Exercise:
Reproduce every line of the data below without alteration, but omit the pictures.

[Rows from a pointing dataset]
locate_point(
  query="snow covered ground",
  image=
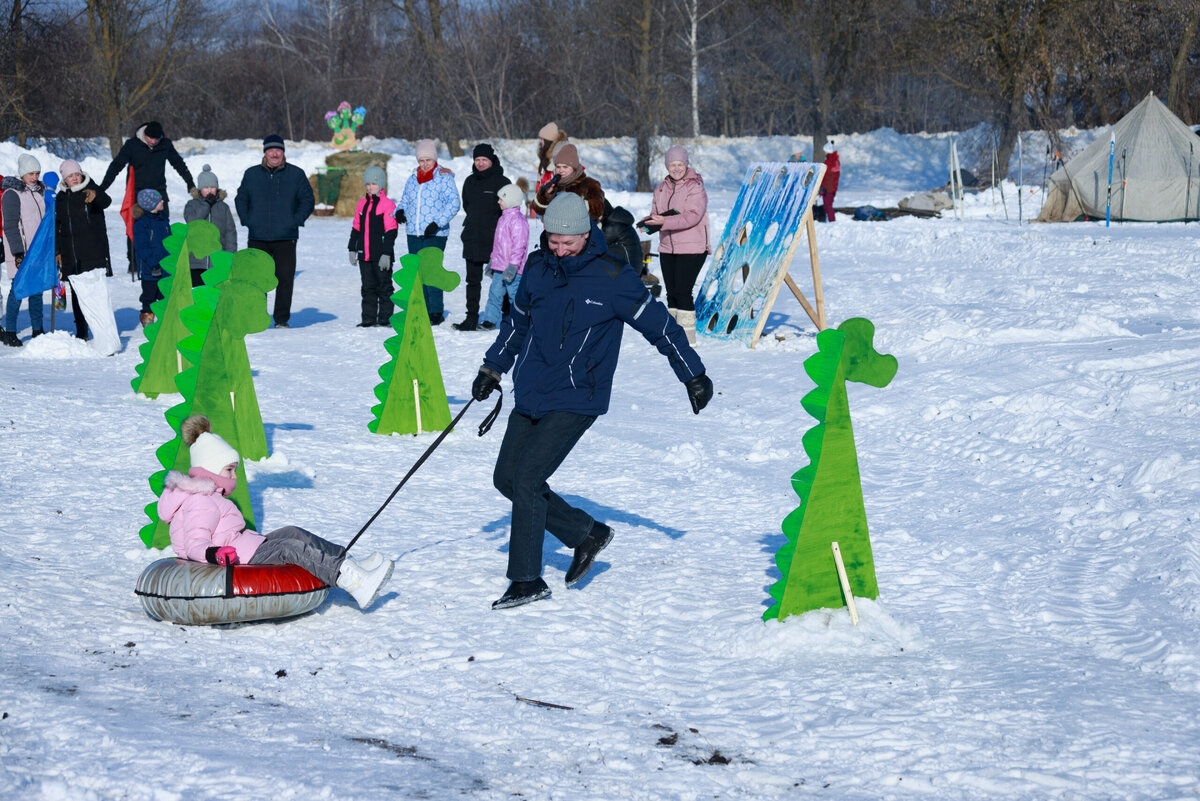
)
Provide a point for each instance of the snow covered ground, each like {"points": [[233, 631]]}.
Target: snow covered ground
{"points": [[1031, 479]]}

Output for this exercise:
locate_point(
  query="snow covered ground",
  image=
)
Provide a point for each instance of the snow covered ground, each like {"points": [[233, 631]]}.
Target: snow covered ground
{"points": [[1031, 479]]}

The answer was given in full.